BEGIN The records
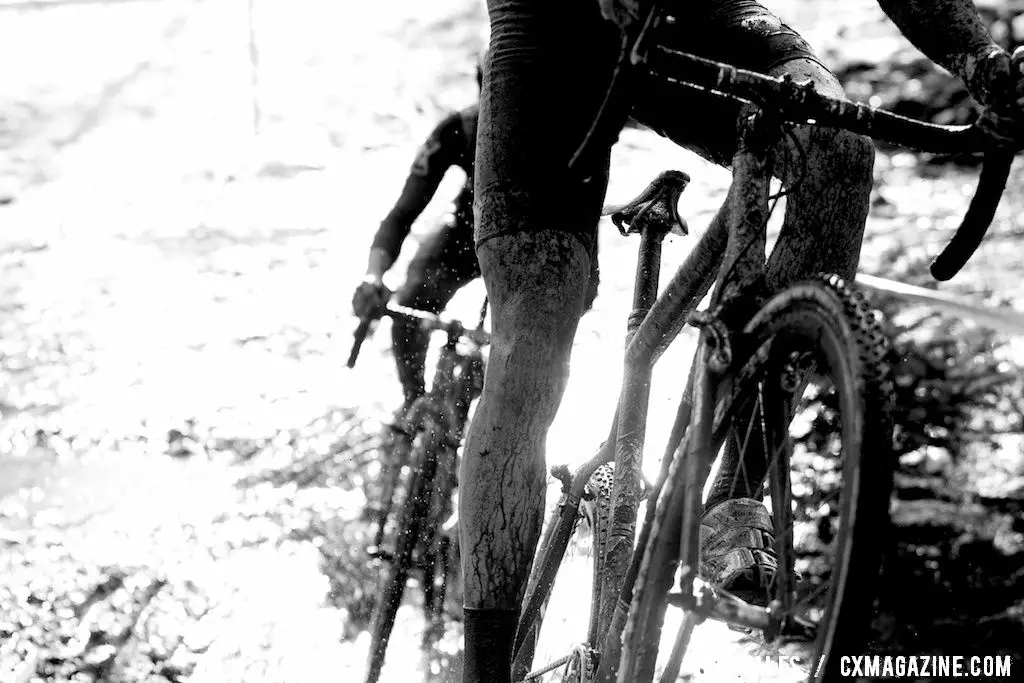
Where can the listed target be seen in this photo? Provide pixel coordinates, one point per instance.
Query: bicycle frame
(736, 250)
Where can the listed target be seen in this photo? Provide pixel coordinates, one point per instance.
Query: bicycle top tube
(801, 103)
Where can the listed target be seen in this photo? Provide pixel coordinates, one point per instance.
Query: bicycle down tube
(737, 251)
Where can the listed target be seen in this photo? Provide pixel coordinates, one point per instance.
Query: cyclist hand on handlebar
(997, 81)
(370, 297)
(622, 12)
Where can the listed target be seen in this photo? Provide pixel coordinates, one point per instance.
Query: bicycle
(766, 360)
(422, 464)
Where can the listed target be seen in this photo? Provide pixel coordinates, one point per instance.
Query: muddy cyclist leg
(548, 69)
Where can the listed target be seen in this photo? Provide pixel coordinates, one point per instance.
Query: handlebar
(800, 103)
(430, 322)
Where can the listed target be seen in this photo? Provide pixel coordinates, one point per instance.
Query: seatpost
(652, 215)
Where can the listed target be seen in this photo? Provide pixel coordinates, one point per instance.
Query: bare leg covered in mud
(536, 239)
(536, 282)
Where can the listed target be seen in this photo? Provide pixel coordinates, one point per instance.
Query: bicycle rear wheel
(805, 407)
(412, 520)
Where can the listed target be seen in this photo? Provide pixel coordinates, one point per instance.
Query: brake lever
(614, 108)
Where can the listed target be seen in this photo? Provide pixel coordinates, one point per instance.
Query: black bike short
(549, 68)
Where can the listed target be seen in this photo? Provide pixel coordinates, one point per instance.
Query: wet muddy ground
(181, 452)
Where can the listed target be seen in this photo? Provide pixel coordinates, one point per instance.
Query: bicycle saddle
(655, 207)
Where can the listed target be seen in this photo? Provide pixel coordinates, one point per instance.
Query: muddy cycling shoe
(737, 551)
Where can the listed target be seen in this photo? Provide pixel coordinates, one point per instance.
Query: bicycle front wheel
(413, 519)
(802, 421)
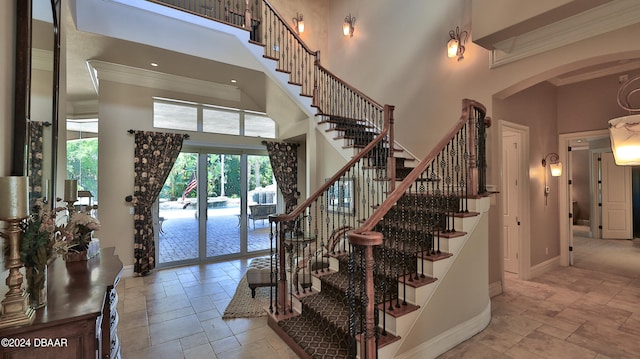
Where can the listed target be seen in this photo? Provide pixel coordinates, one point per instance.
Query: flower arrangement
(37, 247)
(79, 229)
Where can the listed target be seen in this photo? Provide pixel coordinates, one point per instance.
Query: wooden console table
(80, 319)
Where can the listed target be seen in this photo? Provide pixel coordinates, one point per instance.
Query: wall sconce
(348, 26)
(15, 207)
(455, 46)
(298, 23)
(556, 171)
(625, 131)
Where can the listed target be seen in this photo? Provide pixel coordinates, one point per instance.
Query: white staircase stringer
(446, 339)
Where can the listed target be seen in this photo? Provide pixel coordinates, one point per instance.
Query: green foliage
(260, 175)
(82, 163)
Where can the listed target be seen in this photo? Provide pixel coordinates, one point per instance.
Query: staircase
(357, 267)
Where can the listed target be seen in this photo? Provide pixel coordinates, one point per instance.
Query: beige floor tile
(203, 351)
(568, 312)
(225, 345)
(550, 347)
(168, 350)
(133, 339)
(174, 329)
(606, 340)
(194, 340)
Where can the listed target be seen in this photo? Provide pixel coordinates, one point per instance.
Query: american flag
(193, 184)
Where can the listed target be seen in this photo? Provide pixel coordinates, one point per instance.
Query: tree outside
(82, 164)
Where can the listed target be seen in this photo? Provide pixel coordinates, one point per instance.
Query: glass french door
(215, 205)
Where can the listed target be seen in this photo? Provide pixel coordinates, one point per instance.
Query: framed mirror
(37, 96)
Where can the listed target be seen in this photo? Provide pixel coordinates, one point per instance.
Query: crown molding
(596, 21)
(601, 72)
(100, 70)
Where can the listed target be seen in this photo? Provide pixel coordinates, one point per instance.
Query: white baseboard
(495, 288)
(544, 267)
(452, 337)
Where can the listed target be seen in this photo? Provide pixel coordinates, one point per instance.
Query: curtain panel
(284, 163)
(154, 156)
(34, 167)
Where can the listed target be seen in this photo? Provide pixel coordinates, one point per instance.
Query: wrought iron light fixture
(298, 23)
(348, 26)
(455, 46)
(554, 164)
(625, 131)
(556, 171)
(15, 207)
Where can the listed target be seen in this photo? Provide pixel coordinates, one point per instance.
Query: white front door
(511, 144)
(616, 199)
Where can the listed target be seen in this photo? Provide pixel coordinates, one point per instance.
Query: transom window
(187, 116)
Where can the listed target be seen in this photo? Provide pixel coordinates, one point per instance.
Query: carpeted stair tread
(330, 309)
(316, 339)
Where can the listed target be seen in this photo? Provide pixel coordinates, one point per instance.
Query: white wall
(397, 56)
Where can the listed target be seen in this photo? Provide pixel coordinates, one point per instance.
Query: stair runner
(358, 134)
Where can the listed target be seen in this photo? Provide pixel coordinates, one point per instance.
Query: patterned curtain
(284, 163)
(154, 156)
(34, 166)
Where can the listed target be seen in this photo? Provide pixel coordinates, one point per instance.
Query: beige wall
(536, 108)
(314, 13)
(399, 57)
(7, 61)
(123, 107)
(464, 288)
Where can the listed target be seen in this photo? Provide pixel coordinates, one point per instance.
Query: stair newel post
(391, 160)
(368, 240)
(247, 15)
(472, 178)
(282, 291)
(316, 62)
END The records
**Work instructions**
How many lines in the listing above contain the string "muddy", with case counting? Give only the number.

**Right answer**
3